> [TASK PROMPT]:
Copy out only the span from the line with "the white wine" to the end of the data, both ends kept, word for word.

> [PROVIDED DATA]:
BEGIN

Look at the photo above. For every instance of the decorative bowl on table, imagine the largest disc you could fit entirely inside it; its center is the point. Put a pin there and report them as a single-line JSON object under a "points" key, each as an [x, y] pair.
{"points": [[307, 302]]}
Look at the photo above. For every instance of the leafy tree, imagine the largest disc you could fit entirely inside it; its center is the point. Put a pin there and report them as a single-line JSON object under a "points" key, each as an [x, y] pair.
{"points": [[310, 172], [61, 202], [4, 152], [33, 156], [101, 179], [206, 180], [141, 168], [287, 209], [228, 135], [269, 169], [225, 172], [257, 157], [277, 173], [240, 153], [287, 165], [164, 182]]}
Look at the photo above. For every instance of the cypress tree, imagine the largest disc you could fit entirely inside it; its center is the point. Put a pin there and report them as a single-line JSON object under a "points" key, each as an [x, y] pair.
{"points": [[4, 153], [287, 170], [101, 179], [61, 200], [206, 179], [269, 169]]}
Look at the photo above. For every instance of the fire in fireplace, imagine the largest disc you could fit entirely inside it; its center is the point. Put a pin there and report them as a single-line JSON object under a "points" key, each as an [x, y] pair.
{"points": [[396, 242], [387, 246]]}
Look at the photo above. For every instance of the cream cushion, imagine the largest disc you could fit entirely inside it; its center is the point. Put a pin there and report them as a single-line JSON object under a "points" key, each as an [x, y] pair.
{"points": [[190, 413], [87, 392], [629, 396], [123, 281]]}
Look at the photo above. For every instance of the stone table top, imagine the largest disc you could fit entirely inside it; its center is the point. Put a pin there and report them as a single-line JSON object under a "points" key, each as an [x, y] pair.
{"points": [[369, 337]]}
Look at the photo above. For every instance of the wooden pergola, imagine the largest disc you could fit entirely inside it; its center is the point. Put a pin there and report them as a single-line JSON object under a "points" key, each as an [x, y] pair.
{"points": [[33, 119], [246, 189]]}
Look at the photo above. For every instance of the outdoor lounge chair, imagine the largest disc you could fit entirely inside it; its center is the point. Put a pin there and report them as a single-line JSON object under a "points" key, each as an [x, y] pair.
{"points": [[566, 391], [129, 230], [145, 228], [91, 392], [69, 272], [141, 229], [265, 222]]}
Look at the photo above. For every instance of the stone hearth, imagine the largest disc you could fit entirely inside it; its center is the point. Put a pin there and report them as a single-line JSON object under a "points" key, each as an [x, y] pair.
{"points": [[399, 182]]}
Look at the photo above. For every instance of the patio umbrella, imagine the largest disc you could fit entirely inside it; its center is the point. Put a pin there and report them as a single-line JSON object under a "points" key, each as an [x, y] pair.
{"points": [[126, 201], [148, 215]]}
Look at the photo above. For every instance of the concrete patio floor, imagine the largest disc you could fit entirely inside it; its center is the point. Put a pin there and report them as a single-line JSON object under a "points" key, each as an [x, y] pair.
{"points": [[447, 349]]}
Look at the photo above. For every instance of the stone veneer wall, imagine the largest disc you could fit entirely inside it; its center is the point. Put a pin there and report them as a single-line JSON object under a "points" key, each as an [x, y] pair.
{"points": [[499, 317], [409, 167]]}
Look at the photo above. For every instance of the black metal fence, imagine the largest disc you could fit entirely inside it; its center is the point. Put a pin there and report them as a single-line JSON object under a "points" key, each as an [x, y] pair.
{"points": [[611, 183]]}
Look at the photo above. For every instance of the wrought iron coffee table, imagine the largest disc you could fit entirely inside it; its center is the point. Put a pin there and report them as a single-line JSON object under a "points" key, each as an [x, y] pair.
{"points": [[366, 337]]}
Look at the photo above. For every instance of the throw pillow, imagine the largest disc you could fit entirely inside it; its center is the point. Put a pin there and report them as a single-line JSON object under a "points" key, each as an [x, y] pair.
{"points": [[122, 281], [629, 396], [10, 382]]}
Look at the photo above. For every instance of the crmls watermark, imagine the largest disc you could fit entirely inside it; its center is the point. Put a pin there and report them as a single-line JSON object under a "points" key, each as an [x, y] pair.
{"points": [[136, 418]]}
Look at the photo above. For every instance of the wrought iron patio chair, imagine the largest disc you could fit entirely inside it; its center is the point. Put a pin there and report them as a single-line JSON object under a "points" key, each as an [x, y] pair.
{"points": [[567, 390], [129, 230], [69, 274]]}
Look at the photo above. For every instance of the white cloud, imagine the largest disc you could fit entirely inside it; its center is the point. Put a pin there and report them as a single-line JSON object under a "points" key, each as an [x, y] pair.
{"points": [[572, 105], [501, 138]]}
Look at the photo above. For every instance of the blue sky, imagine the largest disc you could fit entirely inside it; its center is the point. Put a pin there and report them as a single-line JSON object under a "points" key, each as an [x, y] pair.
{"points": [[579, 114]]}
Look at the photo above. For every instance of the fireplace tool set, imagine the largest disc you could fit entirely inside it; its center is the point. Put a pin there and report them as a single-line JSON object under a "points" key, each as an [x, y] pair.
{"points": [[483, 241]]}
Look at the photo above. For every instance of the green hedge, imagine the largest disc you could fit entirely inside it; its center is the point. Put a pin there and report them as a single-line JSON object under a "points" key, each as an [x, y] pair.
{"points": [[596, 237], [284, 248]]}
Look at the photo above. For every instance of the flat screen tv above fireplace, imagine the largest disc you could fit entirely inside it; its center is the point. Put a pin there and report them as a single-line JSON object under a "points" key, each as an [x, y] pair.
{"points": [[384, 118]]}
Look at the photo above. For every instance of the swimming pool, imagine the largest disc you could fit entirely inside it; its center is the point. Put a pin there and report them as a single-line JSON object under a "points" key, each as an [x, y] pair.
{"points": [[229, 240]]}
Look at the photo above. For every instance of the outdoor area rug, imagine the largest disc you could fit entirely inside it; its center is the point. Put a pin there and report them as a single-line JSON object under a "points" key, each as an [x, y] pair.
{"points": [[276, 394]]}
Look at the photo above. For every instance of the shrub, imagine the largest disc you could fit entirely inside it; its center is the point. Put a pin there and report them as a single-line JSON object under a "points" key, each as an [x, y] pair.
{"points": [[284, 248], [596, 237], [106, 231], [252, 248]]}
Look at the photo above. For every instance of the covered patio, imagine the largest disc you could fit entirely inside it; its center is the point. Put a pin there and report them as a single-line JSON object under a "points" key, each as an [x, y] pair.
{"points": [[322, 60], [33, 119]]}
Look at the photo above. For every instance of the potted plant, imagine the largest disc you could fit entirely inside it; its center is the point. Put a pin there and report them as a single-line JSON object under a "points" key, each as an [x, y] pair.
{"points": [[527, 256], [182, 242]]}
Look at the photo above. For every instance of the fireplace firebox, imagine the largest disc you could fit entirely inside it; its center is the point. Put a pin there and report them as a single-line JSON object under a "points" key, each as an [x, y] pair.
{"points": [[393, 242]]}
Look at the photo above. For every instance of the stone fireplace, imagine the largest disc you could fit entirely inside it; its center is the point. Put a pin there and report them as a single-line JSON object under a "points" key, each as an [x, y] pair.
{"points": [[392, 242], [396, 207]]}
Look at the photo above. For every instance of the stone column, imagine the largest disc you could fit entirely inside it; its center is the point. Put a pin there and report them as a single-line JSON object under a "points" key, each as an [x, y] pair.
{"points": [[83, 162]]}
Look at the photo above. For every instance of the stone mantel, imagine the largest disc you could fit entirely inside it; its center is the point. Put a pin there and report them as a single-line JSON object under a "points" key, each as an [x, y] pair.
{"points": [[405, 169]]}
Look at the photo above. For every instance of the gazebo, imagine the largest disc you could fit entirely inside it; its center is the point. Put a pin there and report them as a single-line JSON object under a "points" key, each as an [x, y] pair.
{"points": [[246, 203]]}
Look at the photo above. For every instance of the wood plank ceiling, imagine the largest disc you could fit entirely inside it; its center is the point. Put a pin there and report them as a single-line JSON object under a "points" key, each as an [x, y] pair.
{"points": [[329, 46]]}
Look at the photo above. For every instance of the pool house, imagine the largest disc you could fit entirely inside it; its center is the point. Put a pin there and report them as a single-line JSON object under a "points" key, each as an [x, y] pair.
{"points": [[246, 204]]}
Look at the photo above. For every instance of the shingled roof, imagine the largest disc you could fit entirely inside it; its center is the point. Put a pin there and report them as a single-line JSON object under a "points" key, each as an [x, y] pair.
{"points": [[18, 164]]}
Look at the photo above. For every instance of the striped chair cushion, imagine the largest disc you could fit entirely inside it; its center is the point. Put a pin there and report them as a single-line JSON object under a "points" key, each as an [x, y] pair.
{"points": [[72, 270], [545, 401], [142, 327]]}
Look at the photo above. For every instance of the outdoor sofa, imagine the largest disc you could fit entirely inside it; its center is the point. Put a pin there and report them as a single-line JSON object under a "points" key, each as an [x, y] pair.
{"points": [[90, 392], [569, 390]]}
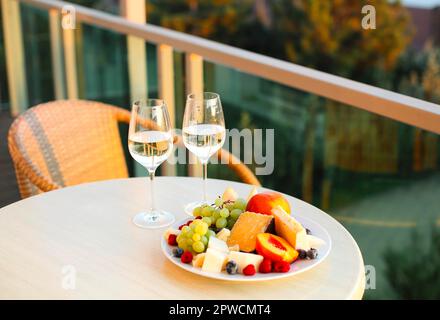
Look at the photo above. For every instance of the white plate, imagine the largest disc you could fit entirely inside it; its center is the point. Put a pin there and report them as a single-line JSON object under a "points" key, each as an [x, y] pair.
{"points": [[297, 267]]}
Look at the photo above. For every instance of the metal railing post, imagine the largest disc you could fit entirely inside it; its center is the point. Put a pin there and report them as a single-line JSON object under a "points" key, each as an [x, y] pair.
{"points": [[135, 11], [15, 63], [194, 84], [165, 66], [70, 63], [56, 44]]}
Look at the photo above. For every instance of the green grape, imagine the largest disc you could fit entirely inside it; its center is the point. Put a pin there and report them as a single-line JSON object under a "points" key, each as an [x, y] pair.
{"points": [[210, 234], [207, 211], [221, 223], [218, 202], [240, 204], [201, 228], [224, 213], [207, 220], [197, 211], [236, 213], [216, 214], [198, 246]]}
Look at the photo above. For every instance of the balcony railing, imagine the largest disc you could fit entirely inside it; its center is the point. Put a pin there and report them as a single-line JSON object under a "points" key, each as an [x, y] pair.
{"points": [[396, 106]]}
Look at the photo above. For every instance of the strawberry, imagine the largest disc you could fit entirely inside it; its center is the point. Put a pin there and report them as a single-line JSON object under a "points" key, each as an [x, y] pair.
{"points": [[249, 270], [281, 266], [172, 240], [265, 266], [186, 257]]}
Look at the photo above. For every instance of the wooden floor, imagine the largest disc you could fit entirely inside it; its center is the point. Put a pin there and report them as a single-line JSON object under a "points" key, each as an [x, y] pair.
{"points": [[8, 185]]}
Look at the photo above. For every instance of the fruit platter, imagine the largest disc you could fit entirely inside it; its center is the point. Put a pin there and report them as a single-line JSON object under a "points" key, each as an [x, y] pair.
{"points": [[246, 240]]}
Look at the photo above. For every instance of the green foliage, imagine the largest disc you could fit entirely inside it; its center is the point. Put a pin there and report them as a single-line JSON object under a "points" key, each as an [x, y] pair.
{"points": [[413, 272]]}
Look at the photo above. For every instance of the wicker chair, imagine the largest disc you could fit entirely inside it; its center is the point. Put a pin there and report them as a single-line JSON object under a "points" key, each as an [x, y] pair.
{"points": [[64, 143]]}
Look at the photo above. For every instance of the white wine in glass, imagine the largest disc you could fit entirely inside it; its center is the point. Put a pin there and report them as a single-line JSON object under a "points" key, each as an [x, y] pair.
{"points": [[150, 142], [203, 132]]}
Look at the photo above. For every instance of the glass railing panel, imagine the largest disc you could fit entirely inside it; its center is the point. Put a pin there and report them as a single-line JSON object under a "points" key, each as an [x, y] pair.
{"points": [[378, 177]]}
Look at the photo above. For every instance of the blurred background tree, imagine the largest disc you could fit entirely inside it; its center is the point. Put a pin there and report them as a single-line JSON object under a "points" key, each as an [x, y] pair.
{"points": [[325, 35], [413, 271]]}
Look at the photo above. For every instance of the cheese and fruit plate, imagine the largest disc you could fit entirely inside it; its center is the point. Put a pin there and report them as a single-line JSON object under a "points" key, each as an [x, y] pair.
{"points": [[246, 240]]}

END

> [TASK RESULT]:
Look at the photo above. For every instance of the white wine in glass, imagine the largest disc you could fit entirely inside it; its center is the point. Put a pin there and report them as a single-line JSON object under a "points" key, each as an [x, y] pair.
{"points": [[150, 142], [203, 132]]}
Look at the photo above. For every instance of the glass railing panel, imagine the largest disc you could fit entirely inside it; its center is the point. Put a pin there and report them as a single-line JSON object under a "points" key, each as an [x, y] pair.
{"points": [[378, 177]]}
Look at the photo above. For every instance of the blurred background tree, imagine the largest disc you could fit entirely inside it; its center is the point. Put a pin there and report them as a single-line JSON object under a "points" key, each as an [x, y] pair.
{"points": [[325, 35], [413, 271]]}
Look at the photo above. For every instance of the cheese and fruit plate, imagine the largest disc you could fit entirely inside it; its center is the point. Put a pin there and report them as a single-line JSON object under a "points" key, each as an [x, y] pair.
{"points": [[246, 240]]}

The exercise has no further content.